WHAT YOU WILL DO: Tally the lines in the records below that contain the word "foliage", and give only the number.

STORED RECORDS:
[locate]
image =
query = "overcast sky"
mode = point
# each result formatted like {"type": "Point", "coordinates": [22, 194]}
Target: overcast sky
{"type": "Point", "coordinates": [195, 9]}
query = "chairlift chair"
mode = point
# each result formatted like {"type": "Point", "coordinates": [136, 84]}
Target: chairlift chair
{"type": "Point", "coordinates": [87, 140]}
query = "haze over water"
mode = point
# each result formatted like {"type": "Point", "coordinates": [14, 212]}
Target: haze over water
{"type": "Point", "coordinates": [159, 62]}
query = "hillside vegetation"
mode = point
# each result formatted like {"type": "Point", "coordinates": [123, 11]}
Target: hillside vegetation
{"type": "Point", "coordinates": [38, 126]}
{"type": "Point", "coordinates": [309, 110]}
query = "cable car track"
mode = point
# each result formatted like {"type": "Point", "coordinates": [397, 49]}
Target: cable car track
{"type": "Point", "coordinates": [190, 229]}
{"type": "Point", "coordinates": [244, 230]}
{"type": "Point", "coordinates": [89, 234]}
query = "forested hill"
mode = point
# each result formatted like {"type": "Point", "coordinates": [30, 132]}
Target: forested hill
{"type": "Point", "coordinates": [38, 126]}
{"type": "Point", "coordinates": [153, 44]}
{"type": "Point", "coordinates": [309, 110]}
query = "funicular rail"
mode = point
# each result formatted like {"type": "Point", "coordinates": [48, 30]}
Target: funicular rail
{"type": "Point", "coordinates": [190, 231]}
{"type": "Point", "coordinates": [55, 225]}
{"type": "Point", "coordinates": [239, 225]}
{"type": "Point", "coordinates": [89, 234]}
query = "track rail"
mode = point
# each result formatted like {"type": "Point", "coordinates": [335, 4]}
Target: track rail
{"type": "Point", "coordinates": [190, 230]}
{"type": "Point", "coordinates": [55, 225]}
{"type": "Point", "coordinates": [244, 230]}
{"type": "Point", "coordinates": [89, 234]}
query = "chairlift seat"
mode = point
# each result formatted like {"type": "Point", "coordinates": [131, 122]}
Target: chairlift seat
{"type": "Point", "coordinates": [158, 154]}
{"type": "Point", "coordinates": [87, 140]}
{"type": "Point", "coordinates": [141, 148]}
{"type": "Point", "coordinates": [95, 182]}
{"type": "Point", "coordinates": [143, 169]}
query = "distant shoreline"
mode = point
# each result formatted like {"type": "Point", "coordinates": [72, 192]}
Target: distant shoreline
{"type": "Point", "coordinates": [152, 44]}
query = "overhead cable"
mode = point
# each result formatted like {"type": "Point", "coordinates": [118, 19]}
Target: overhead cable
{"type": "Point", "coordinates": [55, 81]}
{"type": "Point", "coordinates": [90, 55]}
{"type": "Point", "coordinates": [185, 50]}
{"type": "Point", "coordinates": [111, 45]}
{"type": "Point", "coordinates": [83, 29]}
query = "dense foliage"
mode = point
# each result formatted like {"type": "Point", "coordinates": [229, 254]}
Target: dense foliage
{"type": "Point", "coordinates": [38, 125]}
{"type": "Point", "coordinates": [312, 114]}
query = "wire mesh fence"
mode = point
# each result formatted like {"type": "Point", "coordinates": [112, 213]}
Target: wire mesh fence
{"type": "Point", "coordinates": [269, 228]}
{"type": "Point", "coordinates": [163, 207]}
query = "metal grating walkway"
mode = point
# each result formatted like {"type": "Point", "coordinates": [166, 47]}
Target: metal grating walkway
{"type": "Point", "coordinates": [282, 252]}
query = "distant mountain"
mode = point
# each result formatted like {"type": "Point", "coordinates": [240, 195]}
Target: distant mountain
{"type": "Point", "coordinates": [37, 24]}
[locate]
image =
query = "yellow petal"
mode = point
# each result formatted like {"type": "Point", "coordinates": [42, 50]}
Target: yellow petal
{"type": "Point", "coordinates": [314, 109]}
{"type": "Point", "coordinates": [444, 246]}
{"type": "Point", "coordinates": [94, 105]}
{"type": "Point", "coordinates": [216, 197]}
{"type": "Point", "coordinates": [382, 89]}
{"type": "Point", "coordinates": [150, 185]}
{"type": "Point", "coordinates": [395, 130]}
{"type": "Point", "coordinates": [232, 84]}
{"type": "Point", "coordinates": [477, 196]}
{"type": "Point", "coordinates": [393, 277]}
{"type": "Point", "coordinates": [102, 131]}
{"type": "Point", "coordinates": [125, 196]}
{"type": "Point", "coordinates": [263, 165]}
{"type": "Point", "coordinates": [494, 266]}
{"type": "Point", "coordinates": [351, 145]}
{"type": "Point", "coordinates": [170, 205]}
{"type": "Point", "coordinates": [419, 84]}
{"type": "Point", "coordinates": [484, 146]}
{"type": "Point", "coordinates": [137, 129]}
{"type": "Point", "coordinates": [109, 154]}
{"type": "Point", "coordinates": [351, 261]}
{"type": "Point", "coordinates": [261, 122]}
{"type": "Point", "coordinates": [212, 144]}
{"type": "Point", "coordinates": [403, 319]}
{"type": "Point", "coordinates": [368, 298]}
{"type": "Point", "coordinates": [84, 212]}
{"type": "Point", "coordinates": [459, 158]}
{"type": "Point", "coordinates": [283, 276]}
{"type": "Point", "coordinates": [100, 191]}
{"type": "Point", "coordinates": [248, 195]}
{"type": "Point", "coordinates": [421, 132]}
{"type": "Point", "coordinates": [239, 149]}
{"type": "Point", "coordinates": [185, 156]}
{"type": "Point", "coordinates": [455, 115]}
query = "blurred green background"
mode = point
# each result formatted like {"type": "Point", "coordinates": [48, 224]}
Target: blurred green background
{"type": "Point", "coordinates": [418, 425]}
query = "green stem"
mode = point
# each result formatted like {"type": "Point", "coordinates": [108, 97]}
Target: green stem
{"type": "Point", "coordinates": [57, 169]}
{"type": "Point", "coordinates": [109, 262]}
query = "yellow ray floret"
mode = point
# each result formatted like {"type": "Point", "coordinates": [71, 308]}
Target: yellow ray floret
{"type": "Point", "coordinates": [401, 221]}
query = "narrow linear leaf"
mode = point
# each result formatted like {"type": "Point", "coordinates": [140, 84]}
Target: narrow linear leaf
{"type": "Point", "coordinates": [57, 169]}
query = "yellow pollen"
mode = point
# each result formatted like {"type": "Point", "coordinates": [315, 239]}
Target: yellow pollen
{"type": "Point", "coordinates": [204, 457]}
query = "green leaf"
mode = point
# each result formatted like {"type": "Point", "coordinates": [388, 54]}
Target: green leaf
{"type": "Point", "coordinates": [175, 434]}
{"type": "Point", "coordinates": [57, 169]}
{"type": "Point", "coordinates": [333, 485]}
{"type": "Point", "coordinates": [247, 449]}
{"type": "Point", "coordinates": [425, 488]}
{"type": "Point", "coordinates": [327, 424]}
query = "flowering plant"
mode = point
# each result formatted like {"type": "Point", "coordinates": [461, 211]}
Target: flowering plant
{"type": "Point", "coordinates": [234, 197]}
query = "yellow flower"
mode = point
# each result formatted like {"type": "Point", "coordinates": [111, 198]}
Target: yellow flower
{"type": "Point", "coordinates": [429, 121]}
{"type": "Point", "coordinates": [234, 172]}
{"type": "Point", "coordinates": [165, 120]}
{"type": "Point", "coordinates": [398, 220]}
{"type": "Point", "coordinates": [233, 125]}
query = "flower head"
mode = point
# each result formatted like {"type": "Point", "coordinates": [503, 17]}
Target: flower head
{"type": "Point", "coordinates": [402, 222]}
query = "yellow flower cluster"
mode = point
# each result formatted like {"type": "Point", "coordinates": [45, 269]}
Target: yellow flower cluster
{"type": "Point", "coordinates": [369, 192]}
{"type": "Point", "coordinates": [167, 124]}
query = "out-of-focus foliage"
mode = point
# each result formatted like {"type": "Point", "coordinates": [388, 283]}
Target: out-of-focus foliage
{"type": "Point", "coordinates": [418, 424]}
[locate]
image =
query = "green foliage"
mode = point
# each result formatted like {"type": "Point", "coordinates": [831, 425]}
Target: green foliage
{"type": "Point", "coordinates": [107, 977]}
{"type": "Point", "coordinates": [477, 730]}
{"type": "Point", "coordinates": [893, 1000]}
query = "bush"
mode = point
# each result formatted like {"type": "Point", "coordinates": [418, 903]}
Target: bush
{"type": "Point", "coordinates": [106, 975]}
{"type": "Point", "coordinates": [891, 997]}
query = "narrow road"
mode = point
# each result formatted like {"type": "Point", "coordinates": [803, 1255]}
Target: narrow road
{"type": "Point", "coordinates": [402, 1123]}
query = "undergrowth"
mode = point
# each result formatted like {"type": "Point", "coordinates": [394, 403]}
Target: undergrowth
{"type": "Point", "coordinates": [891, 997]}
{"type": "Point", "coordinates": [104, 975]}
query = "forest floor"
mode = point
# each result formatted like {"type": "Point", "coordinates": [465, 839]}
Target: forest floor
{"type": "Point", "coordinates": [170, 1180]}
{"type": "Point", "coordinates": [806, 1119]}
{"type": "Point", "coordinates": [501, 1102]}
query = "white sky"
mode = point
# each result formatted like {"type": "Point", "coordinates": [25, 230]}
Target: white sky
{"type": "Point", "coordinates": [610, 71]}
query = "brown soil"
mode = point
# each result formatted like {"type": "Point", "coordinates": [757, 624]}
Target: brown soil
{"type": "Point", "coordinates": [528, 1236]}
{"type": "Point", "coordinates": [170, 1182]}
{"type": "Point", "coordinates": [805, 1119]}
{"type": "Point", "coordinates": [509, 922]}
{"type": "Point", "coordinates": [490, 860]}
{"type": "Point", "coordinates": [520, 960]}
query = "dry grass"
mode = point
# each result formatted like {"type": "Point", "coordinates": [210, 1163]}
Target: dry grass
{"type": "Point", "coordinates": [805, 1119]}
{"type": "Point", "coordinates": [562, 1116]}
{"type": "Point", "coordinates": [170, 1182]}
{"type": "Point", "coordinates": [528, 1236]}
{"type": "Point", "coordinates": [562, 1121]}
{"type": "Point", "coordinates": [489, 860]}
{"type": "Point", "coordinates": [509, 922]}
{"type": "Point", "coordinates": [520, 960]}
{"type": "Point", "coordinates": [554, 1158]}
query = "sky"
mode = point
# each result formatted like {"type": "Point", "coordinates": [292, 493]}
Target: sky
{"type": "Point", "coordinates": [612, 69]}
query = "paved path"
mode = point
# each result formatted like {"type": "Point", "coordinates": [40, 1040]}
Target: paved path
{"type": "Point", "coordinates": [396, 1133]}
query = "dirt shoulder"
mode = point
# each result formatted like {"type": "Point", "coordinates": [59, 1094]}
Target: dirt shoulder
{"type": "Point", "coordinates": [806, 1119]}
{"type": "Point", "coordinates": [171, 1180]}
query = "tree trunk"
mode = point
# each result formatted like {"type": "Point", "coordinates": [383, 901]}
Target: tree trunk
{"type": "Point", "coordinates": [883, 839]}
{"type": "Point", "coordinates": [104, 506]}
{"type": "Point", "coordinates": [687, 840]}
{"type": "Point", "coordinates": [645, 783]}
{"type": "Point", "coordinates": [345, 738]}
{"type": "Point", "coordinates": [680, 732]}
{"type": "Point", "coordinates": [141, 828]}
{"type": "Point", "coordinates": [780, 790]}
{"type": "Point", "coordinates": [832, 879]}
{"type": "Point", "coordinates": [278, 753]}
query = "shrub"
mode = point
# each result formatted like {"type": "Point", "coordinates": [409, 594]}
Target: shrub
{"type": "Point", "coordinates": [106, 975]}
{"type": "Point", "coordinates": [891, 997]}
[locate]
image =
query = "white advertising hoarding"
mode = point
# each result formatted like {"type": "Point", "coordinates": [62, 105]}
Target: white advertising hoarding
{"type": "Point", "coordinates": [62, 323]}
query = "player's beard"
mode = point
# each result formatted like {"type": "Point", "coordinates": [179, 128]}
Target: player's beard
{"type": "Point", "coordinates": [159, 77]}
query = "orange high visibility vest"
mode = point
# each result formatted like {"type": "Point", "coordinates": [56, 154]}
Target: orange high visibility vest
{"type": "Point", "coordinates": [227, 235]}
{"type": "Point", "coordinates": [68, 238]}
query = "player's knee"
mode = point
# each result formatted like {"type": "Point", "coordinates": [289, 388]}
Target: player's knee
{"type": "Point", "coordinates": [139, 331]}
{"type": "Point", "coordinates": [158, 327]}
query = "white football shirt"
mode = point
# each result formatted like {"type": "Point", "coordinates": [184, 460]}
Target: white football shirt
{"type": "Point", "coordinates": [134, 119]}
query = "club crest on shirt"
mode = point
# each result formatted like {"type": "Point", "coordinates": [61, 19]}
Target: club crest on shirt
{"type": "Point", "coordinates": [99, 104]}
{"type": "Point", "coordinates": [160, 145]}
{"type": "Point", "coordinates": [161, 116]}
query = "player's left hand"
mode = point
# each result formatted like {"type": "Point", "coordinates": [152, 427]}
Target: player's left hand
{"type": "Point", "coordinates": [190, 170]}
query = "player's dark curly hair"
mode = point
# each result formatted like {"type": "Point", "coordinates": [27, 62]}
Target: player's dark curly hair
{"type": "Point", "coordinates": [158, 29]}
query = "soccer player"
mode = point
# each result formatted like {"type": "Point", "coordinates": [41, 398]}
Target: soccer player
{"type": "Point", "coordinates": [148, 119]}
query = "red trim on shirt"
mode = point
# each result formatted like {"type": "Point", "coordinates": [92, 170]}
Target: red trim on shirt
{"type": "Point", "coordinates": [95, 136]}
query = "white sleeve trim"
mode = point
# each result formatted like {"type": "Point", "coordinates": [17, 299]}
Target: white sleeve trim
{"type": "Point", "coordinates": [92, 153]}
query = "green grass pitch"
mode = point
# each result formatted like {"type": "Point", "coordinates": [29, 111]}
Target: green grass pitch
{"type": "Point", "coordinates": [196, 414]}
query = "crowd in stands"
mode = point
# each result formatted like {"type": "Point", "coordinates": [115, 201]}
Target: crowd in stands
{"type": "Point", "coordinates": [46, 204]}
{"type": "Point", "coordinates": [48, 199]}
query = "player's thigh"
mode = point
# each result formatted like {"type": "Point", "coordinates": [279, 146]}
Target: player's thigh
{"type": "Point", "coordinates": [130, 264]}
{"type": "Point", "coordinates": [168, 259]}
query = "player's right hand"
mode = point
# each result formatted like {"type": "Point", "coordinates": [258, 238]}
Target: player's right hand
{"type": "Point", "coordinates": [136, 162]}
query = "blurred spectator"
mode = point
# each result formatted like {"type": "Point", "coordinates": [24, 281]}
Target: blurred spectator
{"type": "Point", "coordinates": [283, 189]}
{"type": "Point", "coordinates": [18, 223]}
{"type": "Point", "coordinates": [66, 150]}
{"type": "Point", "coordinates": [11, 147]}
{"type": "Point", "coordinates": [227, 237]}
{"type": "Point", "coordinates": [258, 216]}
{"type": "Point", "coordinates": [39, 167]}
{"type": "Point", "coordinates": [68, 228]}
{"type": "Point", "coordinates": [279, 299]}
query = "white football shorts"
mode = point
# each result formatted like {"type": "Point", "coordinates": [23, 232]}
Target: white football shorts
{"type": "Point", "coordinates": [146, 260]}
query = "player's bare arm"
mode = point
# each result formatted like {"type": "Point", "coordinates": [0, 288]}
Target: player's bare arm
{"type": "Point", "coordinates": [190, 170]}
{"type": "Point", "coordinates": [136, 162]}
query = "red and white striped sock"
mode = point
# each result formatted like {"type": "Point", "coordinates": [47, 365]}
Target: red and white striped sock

RESPONSE TO THE EXERCISE: 6